##### Task input #####

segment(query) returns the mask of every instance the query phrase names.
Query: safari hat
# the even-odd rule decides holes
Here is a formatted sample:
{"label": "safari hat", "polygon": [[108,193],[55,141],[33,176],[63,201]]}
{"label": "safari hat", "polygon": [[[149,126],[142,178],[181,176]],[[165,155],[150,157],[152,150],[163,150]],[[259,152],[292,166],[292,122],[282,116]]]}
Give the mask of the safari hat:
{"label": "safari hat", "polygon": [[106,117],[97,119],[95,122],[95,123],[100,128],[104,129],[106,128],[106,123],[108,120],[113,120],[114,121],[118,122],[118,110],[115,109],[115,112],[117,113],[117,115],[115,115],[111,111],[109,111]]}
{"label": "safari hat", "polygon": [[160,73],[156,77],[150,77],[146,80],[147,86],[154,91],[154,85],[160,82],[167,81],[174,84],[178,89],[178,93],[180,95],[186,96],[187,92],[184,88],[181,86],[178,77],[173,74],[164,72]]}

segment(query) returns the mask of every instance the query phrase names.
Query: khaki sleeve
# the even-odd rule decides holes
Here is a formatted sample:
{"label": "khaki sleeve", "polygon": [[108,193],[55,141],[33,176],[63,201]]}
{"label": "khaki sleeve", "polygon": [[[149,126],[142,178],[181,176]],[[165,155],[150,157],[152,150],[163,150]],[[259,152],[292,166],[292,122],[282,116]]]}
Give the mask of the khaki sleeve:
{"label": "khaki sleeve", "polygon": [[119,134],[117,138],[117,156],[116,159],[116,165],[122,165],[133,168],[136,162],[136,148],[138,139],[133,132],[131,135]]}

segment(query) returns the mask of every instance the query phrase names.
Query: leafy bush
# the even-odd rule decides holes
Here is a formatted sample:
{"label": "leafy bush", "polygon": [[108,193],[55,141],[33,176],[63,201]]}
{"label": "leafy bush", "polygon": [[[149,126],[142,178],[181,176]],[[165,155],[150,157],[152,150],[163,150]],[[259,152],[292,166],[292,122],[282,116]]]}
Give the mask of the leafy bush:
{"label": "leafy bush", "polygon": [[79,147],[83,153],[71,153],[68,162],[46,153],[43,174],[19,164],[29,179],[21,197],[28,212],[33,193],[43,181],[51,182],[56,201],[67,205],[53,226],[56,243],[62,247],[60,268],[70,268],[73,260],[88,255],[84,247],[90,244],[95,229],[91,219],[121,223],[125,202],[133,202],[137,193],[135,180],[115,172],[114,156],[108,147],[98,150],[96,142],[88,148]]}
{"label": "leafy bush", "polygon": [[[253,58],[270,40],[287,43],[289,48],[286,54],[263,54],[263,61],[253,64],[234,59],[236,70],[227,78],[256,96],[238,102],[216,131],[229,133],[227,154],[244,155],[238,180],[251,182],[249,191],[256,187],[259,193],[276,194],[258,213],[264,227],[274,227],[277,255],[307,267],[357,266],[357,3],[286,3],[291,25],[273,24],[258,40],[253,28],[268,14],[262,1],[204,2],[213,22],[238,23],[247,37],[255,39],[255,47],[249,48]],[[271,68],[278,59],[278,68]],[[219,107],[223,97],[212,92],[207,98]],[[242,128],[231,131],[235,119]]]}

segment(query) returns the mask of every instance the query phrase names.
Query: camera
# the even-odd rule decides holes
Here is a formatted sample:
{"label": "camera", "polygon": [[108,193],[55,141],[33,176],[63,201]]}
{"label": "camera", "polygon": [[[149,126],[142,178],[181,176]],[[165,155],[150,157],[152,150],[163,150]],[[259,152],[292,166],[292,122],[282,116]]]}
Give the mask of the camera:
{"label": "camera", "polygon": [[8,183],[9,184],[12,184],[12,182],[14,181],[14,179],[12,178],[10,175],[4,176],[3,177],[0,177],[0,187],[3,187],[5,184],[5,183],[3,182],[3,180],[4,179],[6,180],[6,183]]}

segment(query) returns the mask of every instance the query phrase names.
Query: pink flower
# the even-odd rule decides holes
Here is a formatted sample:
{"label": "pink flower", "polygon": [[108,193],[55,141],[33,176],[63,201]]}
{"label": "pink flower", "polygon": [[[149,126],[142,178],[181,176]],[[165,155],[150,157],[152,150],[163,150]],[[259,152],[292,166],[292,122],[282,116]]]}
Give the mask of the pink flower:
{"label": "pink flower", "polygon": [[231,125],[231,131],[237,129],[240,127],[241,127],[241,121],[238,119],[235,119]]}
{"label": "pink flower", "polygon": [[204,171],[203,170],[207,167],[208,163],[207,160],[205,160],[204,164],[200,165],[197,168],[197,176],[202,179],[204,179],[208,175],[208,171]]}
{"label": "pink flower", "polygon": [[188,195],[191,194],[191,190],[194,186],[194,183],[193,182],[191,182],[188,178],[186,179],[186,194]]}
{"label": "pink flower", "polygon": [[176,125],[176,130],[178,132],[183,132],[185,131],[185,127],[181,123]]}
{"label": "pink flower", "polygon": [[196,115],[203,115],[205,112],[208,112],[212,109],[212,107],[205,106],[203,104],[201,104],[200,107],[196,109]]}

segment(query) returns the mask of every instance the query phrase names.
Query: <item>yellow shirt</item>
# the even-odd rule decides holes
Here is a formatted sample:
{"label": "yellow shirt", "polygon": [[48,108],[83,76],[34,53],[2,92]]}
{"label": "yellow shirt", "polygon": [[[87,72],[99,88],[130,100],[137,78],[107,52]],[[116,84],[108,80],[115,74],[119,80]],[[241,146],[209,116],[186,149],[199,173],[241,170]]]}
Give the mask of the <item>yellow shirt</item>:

#####

__Your task__. Give the records above again, word for word.

__Response to this exercise__.
segment(query) returns the mask of every instance the query phrase names.
Query: safari hat
# the even-odd rule decides holes
Here is a formatted sample:
{"label": "safari hat", "polygon": [[108,193],[55,141],[33,176],[63,201]]}
{"label": "safari hat", "polygon": [[[149,126],[142,178],[181,176]],[[165,155],[150,157],[152,150],[163,150]],[[259,152],[292,166],[292,122],[282,116]]]}
Give the mask of the safari hat:
{"label": "safari hat", "polygon": [[106,117],[97,119],[95,122],[95,123],[100,128],[104,129],[106,128],[106,123],[108,120],[113,120],[114,121],[118,122],[118,110],[115,109],[115,112],[117,113],[117,115],[115,115],[111,111],[109,111]]}
{"label": "safari hat", "polygon": [[160,73],[156,77],[150,77],[146,80],[147,86],[154,91],[154,85],[160,82],[167,81],[174,84],[178,89],[178,93],[180,95],[186,96],[187,92],[184,88],[181,86],[178,77],[173,74],[164,72]]}

segment(query) returns the mask of every instance the query phrase names.
Query: khaki sleeve
# the even-odd rule decides holes
Here is a formatted sample:
{"label": "khaki sleeve", "polygon": [[108,193],[55,141],[33,176],[63,201]]}
{"label": "khaki sleeve", "polygon": [[[149,126],[142,178],[181,176]],[[165,155],[150,157],[152,150],[163,150]],[[259,152],[292,166],[292,122],[282,116]]]}
Give the mask of the khaki sleeve:
{"label": "khaki sleeve", "polygon": [[119,134],[117,138],[117,156],[116,159],[116,165],[122,165],[133,168],[136,162],[136,148],[138,139],[133,132],[131,135]]}

segment(query) returns the mask of every instance the query phrase names.
Query: leafy bush
# the even-odd rule decides holes
Here is a formatted sample:
{"label": "leafy bush", "polygon": [[108,193],[55,141],[33,176],[63,201]]}
{"label": "leafy bush", "polygon": [[[149,126],[142,178],[181,176]],[[165,155],[150,157],[152,150],[163,150]],[[259,152],[292,166],[292,122],[282,116]]]}
Give the mask of the leafy bush:
{"label": "leafy bush", "polygon": [[79,147],[83,153],[71,153],[68,162],[46,153],[43,174],[19,164],[29,179],[21,197],[28,212],[33,193],[43,181],[51,182],[56,201],[67,205],[53,226],[56,243],[62,247],[60,268],[70,268],[73,260],[88,255],[84,247],[90,244],[95,229],[91,219],[121,223],[125,202],[133,202],[137,193],[135,180],[115,172],[114,156],[108,147],[98,150],[96,142],[88,148]]}
{"label": "leafy bush", "polygon": [[[253,58],[270,40],[287,43],[289,48],[286,54],[263,54],[263,61],[253,64],[234,59],[236,70],[227,78],[256,96],[238,102],[216,131],[229,133],[227,154],[244,155],[238,180],[251,182],[249,191],[256,187],[259,193],[276,194],[258,213],[264,227],[274,227],[277,255],[307,267],[357,266],[357,3],[286,3],[291,25],[273,24],[258,40],[253,28],[268,14],[262,1],[204,2],[213,22],[238,23],[247,37],[255,39],[255,47],[249,48]],[[271,68],[278,59],[278,68]],[[219,107],[223,97],[212,92],[207,98]],[[242,128],[231,131],[235,119]]]}

segment(query) returns the mask of every instance the query phrase names.
Query: camera
# the even-odd rule decides holes
Here is a formatted sample:
{"label": "camera", "polygon": [[108,193],[55,141],[33,176],[63,201]]}
{"label": "camera", "polygon": [[[149,126],[142,178],[181,176]],[[165,155],[150,157],[152,150],[163,150]],[[259,152],[292,166],[292,122],[282,116]]]}
Give the mask of the camera:
{"label": "camera", "polygon": [[8,183],[9,184],[12,184],[12,182],[14,181],[14,179],[12,178],[10,175],[4,176],[3,177],[0,177],[0,187],[3,187],[5,184],[5,183],[3,182],[3,180],[4,179],[6,180],[6,183]]}

segment(query) returns the mask of every instance the query phrase names.
Query: pink flower
# the even-odd rule decides holes
Here is a formatted sample:
{"label": "pink flower", "polygon": [[108,193],[55,141],[33,176],[63,201]]}
{"label": "pink flower", "polygon": [[[149,126],[142,178],[181,176]],[[165,155],[150,157],[152,150],[163,150]],[[259,152],[292,166],[292,122],[282,116]]]}
Give the mask of the pink flower:
{"label": "pink flower", "polygon": [[231,125],[231,131],[237,129],[240,127],[241,127],[241,121],[238,119],[235,119]]}
{"label": "pink flower", "polygon": [[204,171],[203,170],[207,167],[208,163],[207,160],[205,160],[204,164],[200,165],[197,168],[197,176],[202,179],[204,179],[208,175],[208,171]]}
{"label": "pink flower", "polygon": [[188,195],[191,194],[191,190],[194,186],[194,183],[193,182],[191,182],[188,178],[186,179],[186,194]]}
{"label": "pink flower", "polygon": [[176,125],[176,130],[178,132],[183,132],[185,131],[185,127],[181,123]]}
{"label": "pink flower", "polygon": [[196,115],[203,115],[205,112],[208,112],[212,109],[212,107],[205,106],[203,104],[201,104],[200,107],[196,109]]}

segment(query) returns the mask of every instance the query phrase names.
Query: <item>yellow shirt</item>
# the even-odd rule decides holes
Here is a formatted sample:
{"label": "yellow shirt", "polygon": [[48,108],[83,76],[34,53],[2,92]]}
{"label": "yellow shirt", "polygon": [[[87,72],[99,88],[130,100],[137,78],[107,52]],[[116,84],[108,80],[115,74],[119,80]],[[241,146],[209,116],[186,149],[199,173],[241,170]]]}
Give the mask of the <item>yellow shirt</item>:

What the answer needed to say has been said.